Text shown —

>> begin

In 1889 Chapman became an assistant lecturer in mathematics and physics at the University of Adelaide, and next year also began teaching mathematics at the South Australian School of Mines and Industries. In 1901 he became lecturer in engineering and in 1907 first professor of engineering at the university. In 1910-19 he replaced (Sir) William Bragg as professor of mathematics and mechanics but in 1920 was reappointed to the chair of engineering, which he occupied until his retirement in 1937. In Melbourne, on 14 February 1889, he had married Eva Maud Hall.
Chapman's 'faculty, amounting almost to genius, of being able to recognize the fundamental essentials in almost any problem', made him an excellent teacher. He was beloved by his students especially for his kindliness and for his 'great gift of lucidity'. He was also more than competent as an experimental investigator and as a practical engineer. His first association with the university had occurred at a time when the training of professionally qualified engineers was still based on the system of pupilage. Physical teaching conditions were depressing. He urged the establishment of joint courses by the university and the school of mines; from 1903 they were instituted, leading to diplomas being awarded by the school. Courses leading to degrees awarded by the university in various branches of engineering were later established on a similar basis, and continued until after his retirement when additional chairs were created within the faculty. He had foreseen the changes that would follow the adoption of these joint courses, embracing theoretical and practical study, and perceived that engineer graduates would need to develop a corporate outlook in order to serve the community effectively.

>> end

Short task 1 —
Repeat word for word the entries that begin at the line containing "the palm tree in" and run through the last entry, both ends included.
The passage about Chapman has no connection to the entries that come after it.

Data listing —
>> begin

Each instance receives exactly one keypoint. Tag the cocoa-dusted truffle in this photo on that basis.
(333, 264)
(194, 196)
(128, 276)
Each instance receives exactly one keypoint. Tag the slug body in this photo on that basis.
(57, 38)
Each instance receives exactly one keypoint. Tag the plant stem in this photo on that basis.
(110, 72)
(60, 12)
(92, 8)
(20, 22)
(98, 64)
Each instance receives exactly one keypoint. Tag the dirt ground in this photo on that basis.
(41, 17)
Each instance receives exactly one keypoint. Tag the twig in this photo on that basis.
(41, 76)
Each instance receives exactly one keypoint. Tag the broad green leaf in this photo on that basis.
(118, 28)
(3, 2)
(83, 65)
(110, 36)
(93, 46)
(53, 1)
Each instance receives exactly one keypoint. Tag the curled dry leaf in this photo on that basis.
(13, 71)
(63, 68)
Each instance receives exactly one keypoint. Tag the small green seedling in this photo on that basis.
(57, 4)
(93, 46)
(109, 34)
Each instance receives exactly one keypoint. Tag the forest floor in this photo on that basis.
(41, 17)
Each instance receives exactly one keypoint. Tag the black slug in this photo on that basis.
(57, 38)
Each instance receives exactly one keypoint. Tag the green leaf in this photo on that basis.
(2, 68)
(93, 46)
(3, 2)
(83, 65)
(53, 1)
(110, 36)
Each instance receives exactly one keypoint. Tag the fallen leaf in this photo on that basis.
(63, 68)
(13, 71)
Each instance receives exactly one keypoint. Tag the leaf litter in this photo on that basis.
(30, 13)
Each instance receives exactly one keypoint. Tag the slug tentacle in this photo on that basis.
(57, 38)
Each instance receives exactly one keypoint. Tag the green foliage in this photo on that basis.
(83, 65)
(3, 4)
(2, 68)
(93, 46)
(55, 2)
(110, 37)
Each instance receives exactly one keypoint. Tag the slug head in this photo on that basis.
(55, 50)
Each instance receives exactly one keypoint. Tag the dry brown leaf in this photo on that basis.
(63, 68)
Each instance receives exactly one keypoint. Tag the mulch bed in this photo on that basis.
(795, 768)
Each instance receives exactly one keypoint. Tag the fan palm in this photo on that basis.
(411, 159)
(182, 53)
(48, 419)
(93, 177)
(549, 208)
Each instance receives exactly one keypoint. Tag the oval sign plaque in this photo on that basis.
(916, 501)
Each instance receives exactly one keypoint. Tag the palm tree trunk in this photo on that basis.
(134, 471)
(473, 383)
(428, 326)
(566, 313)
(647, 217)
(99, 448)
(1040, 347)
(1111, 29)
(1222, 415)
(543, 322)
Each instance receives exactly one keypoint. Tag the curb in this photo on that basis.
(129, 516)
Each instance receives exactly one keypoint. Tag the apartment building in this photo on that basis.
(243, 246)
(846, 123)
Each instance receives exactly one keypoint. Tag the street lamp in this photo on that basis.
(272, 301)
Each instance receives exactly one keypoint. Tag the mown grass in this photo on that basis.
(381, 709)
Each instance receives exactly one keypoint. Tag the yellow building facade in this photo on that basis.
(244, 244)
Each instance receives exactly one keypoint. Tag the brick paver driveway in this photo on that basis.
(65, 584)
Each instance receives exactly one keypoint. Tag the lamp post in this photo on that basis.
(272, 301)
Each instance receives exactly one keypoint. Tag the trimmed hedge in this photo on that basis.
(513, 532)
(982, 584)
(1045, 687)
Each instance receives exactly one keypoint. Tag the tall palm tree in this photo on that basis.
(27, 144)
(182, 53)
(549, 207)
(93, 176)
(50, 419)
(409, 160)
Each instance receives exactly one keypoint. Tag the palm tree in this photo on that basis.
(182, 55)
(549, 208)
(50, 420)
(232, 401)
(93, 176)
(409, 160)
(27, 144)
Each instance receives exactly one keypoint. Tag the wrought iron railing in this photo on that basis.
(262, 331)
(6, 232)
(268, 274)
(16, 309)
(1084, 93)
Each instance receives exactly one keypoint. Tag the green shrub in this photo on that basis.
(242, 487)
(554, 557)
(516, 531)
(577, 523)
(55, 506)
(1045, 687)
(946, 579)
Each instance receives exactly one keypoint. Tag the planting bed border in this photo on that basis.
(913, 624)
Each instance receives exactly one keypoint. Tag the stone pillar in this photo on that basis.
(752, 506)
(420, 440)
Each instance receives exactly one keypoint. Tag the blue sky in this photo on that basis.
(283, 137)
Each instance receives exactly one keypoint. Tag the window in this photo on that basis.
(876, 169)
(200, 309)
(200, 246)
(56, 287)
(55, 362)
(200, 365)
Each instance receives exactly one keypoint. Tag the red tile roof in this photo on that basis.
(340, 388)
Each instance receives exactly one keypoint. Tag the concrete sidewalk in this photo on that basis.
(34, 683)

>> end

Short task 2 —
Transcribe exactly the part of the passage on Chapman that opens with the words containing "In 1889 Chapman" and closes with "Eva Maud Hall.".

Correct answer 1 —
Each instance receives exactly one keypoint. Tag the palm tree in this photo on that basis.
(182, 55)
(549, 208)
(50, 420)
(232, 401)
(93, 176)
(409, 160)
(27, 144)
Each instance receives exactly one keypoint. Tag the wrought iron railing in this photo on that basis.
(262, 331)
(6, 232)
(268, 274)
(16, 309)
(1084, 93)
Each instance receives exactly one keypoint. Tag the green shrub in this photo on that basis.
(242, 487)
(554, 557)
(516, 531)
(577, 523)
(55, 506)
(1045, 687)
(946, 579)
Each instance receives exactly one keypoint. Tag the planting bed border in this photo on that basis.
(913, 624)
Each instance receives exactly one keypoint. Tag the stone pillar in this photo on that basis.
(752, 506)
(420, 440)
Each instance receives exactly one keypoint. Tag the blue sky in this photo on that basis.
(283, 137)
Each instance receives exactly one keypoint. Tag the window in this photo on that basis.
(876, 169)
(200, 309)
(200, 246)
(56, 287)
(55, 362)
(200, 365)
Each instance receives exactly one keypoint. Tag the red tile roof in this photo on that basis.
(340, 388)
Each instance receives exactly one keypoint. Tag the concrete sidewalk in this photo on that basis.
(34, 683)

Correct answer 2 —
In 1889 Chapman became an assistant lecturer in mathematics and physics at the University of Adelaide, and next year also began teaching mathematics at the South Australian School of Mines and Industries. In 1901 he became lecturer in engineering and in 1907 first professor of engineering at the university. In 1910-19 he replaced (Sir) William Bragg as professor of mathematics and mechanics but in 1920 was reappointed to the chair of engineering, which he occupied until his retirement in 1937. In Melbourne, on 14 February 1889, he had married Eva Maud Hall.